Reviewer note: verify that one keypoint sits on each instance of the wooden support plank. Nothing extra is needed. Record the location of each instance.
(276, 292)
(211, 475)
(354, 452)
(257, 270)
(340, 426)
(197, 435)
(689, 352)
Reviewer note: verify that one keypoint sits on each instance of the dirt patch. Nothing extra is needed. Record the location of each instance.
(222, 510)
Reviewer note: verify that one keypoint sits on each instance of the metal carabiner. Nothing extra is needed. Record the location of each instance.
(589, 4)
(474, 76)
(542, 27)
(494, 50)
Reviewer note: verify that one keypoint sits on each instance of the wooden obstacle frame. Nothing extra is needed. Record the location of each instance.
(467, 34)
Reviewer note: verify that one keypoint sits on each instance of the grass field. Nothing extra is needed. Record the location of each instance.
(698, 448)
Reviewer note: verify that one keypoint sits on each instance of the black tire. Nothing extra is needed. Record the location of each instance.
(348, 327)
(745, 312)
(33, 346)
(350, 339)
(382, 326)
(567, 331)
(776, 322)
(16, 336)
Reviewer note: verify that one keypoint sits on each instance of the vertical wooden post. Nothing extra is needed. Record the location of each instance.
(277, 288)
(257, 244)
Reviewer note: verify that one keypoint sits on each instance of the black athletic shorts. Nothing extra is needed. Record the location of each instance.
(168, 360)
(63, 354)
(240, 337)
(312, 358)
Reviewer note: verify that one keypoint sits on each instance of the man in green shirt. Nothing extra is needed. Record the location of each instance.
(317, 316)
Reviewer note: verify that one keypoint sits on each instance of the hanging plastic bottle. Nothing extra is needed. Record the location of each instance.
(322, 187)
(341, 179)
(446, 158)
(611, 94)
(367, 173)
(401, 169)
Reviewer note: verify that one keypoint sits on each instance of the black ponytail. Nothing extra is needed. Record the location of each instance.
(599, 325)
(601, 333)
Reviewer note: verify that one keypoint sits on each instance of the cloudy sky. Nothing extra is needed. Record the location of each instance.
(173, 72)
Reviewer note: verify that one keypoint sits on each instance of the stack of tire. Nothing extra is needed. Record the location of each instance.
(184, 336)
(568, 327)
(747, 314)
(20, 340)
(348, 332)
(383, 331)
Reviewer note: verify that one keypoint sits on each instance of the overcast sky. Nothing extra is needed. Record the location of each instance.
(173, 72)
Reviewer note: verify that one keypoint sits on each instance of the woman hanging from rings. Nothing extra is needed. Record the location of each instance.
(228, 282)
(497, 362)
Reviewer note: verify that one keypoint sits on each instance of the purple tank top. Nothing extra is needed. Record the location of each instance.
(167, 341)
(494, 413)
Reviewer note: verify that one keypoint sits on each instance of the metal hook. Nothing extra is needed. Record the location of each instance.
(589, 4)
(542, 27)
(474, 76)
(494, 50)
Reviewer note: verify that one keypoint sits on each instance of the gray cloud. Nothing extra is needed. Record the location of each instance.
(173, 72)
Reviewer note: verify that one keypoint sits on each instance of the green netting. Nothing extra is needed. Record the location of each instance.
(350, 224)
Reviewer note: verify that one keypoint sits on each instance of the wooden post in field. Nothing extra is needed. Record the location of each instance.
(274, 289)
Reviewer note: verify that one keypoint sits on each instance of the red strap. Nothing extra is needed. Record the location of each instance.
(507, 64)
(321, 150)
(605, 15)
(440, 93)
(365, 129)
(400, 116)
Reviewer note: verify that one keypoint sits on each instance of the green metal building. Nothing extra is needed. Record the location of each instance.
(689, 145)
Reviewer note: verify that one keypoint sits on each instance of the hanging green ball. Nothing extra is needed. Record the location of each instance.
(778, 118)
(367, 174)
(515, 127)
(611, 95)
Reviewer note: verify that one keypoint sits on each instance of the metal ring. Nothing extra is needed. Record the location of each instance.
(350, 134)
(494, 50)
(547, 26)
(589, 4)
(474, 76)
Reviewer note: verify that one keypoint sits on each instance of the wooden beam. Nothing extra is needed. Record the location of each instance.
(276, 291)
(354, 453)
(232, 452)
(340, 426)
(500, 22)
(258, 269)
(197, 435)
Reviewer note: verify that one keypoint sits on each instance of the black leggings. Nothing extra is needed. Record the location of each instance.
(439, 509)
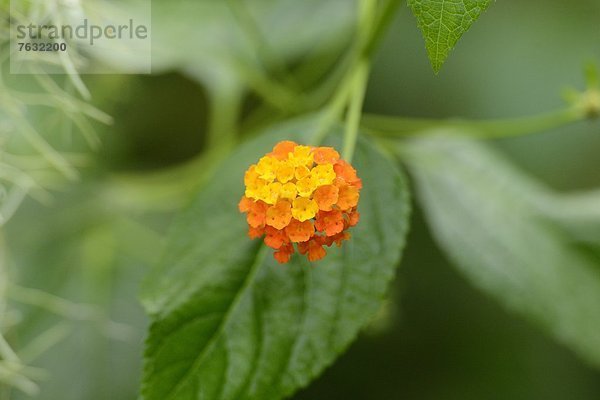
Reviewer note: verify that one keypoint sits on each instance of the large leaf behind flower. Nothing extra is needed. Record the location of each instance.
(500, 229)
(228, 322)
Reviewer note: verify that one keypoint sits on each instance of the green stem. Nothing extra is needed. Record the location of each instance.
(490, 129)
(354, 112)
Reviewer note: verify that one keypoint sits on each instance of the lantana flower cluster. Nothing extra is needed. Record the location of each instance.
(301, 195)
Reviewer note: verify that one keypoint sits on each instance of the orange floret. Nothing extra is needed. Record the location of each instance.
(326, 196)
(347, 173)
(300, 231)
(275, 238)
(300, 197)
(279, 215)
(245, 204)
(284, 253)
(353, 218)
(257, 214)
(313, 250)
(330, 222)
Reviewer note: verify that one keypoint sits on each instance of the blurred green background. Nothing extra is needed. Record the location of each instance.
(438, 338)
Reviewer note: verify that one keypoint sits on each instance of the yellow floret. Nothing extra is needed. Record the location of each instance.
(306, 186)
(323, 174)
(267, 168)
(304, 209)
(301, 172)
(302, 156)
(288, 191)
(285, 172)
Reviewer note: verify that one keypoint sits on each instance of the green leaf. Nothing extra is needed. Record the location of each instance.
(229, 322)
(489, 220)
(443, 22)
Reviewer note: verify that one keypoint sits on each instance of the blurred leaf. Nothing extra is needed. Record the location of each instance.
(217, 49)
(486, 216)
(231, 323)
(443, 22)
(578, 215)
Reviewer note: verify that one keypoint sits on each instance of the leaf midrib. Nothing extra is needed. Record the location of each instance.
(255, 267)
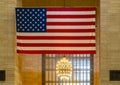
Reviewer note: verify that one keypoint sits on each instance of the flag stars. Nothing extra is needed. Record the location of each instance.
(38, 14)
(28, 10)
(33, 29)
(28, 30)
(43, 10)
(33, 20)
(23, 10)
(28, 15)
(18, 10)
(33, 10)
(25, 27)
(23, 20)
(33, 15)
(28, 20)
(30, 27)
(38, 10)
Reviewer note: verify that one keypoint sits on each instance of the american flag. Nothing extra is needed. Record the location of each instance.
(56, 30)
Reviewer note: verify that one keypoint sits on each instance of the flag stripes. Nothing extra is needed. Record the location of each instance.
(68, 30)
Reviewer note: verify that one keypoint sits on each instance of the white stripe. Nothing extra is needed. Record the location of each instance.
(70, 12)
(71, 27)
(56, 41)
(70, 20)
(56, 34)
(56, 48)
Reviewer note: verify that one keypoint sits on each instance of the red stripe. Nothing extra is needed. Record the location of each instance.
(71, 9)
(56, 44)
(56, 52)
(70, 23)
(70, 30)
(56, 37)
(70, 16)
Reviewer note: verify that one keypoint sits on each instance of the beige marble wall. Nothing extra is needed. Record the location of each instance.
(110, 39)
(7, 39)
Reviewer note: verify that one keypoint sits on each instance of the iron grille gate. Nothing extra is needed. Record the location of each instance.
(82, 69)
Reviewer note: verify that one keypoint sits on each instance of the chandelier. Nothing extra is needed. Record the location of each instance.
(64, 69)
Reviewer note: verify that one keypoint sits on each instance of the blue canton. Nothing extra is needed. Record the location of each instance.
(31, 19)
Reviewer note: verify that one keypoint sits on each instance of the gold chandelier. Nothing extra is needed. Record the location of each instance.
(64, 69)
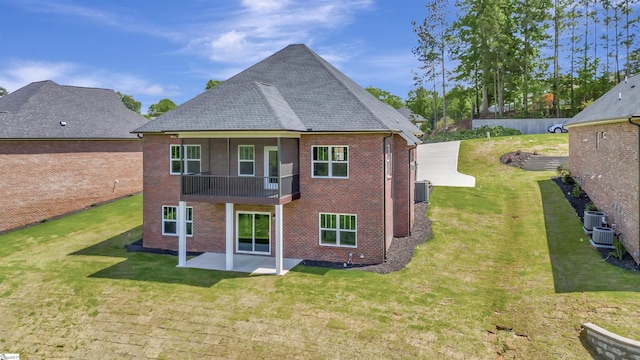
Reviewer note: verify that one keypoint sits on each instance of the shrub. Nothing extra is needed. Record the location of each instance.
(576, 191)
(565, 174)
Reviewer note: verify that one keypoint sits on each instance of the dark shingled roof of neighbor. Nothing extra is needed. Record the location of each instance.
(46, 110)
(617, 104)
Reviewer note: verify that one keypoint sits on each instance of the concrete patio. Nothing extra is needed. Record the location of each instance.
(253, 264)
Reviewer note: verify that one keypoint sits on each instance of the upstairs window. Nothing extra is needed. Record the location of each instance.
(330, 161)
(190, 160)
(246, 160)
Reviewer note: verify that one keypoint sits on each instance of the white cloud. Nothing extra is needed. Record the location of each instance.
(261, 27)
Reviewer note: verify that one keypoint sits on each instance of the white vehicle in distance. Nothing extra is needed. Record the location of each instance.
(557, 128)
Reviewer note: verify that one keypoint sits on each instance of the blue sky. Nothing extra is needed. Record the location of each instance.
(169, 49)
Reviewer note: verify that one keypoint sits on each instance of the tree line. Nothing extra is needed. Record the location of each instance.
(524, 58)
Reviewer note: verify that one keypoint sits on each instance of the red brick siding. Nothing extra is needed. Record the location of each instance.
(362, 194)
(47, 178)
(404, 178)
(608, 170)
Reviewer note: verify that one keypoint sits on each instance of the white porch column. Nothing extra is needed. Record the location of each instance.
(279, 262)
(229, 236)
(181, 219)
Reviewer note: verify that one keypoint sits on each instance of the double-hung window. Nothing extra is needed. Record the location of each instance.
(338, 229)
(170, 220)
(190, 160)
(330, 161)
(246, 160)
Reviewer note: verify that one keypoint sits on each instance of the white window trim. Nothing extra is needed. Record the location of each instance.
(183, 160)
(238, 232)
(338, 230)
(253, 162)
(176, 221)
(329, 162)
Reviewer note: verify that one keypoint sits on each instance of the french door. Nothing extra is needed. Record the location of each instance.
(253, 232)
(271, 167)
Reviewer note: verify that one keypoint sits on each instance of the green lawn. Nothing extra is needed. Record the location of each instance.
(507, 273)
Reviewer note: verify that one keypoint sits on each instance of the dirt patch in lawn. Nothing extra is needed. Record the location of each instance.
(516, 158)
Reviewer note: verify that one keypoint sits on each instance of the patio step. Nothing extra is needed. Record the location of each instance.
(544, 163)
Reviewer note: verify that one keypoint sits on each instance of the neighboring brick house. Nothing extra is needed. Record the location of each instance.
(603, 156)
(63, 148)
(288, 158)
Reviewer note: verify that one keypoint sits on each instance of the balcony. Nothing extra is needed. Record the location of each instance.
(240, 189)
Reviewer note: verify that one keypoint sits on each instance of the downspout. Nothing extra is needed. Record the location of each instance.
(638, 125)
(182, 169)
(384, 198)
(409, 190)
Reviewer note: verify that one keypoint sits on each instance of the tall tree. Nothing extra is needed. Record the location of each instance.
(160, 108)
(433, 41)
(130, 102)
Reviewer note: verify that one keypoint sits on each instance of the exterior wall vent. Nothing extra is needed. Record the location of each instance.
(421, 191)
(593, 219)
(602, 235)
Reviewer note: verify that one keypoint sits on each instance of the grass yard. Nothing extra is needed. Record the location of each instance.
(508, 274)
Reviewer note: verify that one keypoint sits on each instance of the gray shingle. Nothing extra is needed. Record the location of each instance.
(617, 104)
(296, 90)
(37, 110)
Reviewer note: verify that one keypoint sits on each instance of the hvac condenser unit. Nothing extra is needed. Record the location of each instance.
(593, 219)
(602, 235)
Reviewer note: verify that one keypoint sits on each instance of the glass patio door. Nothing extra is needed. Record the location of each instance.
(253, 232)
(271, 167)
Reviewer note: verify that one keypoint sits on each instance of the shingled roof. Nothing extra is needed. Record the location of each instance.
(618, 104)
(292, 90)
(46, 110)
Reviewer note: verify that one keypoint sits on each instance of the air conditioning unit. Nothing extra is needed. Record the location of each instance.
(593, 219)
(421, 191)
(602, 235)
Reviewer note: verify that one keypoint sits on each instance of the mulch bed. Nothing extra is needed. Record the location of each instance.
(579, 204)
(518, 158)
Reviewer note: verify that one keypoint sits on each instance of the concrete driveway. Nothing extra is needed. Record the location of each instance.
(438, 163)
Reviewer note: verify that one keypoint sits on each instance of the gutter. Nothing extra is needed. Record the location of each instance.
(638, 125)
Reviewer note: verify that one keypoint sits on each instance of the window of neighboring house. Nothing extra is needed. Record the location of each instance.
(170, 220)
(191, 159)
(330, 161)
(246, 160)
(338, 229)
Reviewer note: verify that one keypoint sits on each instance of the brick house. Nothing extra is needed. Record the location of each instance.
(603, 157)
(289, 158)
(63, 148)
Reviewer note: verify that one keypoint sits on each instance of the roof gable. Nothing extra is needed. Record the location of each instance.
(619, 103)
(47, 110)
(293, 89)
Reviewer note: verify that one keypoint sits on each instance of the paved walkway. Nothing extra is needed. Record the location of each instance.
(438, 163)
(253, 264)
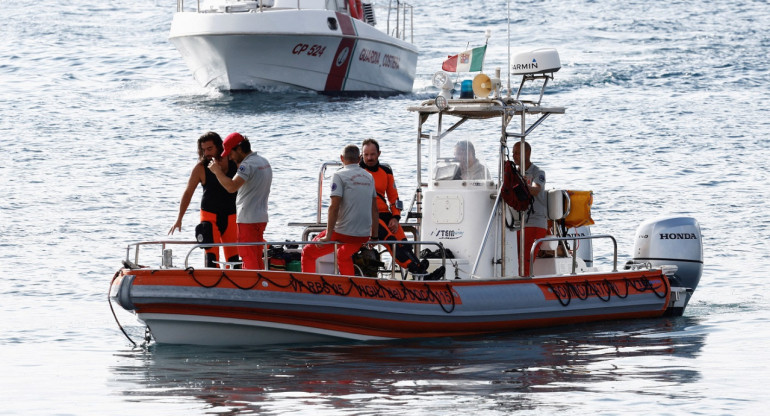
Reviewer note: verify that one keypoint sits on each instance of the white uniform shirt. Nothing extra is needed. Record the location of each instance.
(251, 202)
(356, 187)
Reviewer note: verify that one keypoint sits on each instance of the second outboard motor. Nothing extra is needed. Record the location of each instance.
(672, 241)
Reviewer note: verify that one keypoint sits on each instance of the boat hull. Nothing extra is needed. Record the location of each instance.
(293, 48)
(234, 307)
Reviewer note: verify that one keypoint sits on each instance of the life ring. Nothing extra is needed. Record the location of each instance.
(356, 9)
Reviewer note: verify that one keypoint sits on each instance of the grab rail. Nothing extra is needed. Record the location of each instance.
(265, 244)
(574, 252)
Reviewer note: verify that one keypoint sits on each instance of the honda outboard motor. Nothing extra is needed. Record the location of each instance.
(672, 241)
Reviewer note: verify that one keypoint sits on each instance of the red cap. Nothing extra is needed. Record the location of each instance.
(232, 140)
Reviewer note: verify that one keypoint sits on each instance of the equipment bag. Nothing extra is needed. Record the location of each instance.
(515, 191)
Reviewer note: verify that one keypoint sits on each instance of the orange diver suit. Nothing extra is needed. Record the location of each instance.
(385, 186)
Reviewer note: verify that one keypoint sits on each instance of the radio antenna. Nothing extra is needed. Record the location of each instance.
(509, 49)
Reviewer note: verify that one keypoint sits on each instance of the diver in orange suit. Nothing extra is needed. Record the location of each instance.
(389, 209)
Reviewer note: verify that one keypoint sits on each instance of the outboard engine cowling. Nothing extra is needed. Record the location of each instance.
(672, 241)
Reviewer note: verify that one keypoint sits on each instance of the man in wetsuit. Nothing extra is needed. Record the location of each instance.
(217, 205)
(252, 181)
(535, 223)
(352, 217)
(389, 209)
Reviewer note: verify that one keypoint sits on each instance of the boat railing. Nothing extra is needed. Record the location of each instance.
(402, 16)
(167, 254)
(536, 244)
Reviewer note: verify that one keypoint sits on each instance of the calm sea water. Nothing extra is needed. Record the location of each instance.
(667, 113)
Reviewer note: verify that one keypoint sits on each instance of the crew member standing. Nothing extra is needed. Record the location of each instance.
(389, 211)
(535, 222)
(252, 182)
(217, 204)
(352, 217)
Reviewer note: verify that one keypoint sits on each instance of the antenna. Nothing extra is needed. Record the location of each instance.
(509, 49)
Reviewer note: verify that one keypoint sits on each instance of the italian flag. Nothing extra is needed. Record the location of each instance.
(468, 61)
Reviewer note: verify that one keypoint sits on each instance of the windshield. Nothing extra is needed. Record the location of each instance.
(457, 160)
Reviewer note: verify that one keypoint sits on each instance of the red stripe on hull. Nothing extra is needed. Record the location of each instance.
(380, 327)
(343, 57)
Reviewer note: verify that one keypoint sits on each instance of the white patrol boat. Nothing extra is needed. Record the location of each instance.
(329, 46)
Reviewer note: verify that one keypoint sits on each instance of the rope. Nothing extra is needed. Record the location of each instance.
(323, 286)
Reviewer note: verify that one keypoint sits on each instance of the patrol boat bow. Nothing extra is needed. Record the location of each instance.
(482, 291)
(329, 46)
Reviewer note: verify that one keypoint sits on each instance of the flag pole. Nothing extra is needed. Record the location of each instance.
(457, 73)
(488, 33)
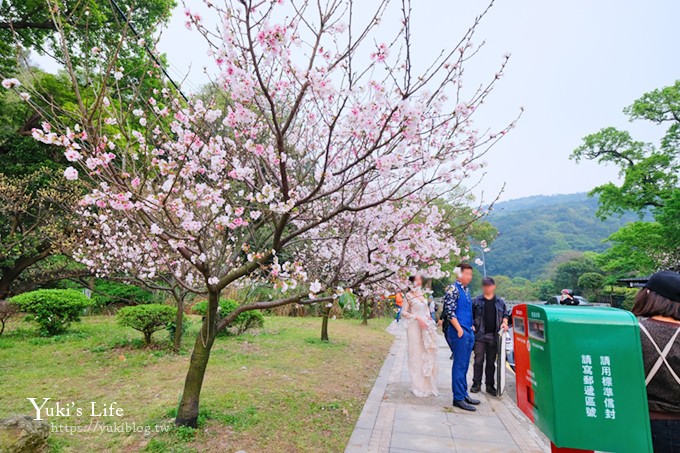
....
▶ **Your task**
Display every line of the data above that contains the string "hanging", matching case exactly.

▶ **Final result**
Reviewer note: verify that one keypoint sits on each instance of the hanging plastic bottle. Nothing extra is needed. Record the location of each instance.
Reviewer note: verify that one keypoint sits on each instance of the woman hanging from rings. Nothing extra is needed. Record the location of each instance.
Reviewer note: verify that one keypoint sits on each instance of the hanging green ball. Nothing extra is needed. Record the location of each instance.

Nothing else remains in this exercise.